#### [RECORDS PROVIDED]
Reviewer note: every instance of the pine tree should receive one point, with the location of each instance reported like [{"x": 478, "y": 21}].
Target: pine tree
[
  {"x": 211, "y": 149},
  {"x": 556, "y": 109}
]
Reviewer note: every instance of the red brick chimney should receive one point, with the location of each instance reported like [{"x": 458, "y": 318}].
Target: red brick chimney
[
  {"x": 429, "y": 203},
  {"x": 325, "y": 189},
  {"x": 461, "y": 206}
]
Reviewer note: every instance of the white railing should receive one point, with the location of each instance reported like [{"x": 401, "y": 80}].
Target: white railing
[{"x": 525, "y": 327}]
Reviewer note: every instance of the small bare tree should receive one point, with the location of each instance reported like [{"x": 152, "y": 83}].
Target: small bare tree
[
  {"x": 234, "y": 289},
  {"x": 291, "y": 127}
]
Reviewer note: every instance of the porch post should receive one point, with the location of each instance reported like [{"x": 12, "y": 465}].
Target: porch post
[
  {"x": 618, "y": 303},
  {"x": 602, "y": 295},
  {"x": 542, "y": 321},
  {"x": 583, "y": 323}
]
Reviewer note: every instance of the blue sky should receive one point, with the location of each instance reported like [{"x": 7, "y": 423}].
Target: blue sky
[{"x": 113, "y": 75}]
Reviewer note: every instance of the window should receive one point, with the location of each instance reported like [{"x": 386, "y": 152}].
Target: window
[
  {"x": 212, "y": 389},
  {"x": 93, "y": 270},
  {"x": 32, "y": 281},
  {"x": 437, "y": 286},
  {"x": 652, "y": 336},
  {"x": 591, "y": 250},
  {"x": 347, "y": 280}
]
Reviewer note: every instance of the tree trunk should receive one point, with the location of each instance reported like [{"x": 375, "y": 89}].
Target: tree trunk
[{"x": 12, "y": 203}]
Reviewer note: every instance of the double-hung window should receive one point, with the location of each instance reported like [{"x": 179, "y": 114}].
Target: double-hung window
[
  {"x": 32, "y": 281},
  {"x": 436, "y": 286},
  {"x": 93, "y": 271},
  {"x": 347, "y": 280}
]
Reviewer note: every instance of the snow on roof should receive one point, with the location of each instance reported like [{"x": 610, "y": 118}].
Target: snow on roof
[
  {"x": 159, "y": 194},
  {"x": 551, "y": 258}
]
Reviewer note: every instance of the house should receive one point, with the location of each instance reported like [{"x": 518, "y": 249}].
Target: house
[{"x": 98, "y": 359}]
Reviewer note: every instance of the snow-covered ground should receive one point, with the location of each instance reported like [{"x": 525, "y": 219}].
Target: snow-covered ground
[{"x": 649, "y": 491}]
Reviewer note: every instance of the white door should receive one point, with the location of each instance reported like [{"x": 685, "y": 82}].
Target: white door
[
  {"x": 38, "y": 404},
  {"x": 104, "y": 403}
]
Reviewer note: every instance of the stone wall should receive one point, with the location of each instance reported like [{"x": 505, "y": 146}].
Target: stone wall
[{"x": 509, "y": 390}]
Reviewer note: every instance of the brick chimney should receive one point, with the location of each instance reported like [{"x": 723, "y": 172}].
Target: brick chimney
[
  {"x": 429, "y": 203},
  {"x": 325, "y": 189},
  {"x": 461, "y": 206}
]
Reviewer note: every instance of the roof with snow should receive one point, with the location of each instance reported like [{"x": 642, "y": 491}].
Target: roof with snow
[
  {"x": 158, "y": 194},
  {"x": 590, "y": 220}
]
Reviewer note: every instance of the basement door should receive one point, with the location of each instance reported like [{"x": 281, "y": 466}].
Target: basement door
* * *
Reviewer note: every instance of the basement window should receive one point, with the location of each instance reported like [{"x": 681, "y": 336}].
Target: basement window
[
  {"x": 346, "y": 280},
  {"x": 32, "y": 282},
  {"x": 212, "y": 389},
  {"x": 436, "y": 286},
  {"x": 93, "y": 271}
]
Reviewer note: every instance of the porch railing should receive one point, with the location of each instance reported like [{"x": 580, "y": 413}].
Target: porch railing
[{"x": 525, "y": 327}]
* * *
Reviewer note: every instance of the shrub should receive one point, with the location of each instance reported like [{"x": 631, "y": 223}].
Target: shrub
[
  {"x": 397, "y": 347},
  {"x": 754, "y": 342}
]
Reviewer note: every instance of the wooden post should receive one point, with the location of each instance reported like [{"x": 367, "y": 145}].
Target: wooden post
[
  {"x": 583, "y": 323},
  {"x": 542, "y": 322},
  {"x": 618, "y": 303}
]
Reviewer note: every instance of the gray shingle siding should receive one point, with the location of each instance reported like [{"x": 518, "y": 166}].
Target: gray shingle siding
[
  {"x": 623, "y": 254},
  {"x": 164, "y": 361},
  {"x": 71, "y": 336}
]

#### [EXERCISE DETAILS]
The output should be exactly the lines above from the line containing "Reviewer note: every instance of the pine" to the line containing "Reviewer note: every instance of the porch post", inclusive, with no other lines.

#### [ANSWER FOR THE TASK]
Reviewer note: every instance of the pine tree should receive one point, with the location of each instance reported like [{"x": 478, "y": 21}].
Target: pine tree
[
  {"x": 211, "y": 149},
  {"x": 556, "y": 109}
]
Reviewer note: every instance of the red brick chimney should receive one point, with the location of each instance reported like [{"x": 458, "y": 318}].
Target: red brick chimney
[
  {"x": 429, "y": 203},
  {"x": 325, "y": 189},
  {"x": 461, "y": 206}
]
Reviewer note: every instance of the white railing should receive one point, with the location of each instance reported like [{"x": 401, "y": 80}].
Target: white railing
[{"x": 525, "y": 327}]
Reviewer note: every instance of the small bare tree should receive one point, with the location of each instance reported like [{"x": 152, "y": 83}].
Target: small bare tree
[
  {"x": 234, "y": 289},
  {"x": 291, "y": 127}
]
Reviewer note: every instance of the porch post should receive one point, with the location of each instance reported like [{"x": 12, "y": 465}].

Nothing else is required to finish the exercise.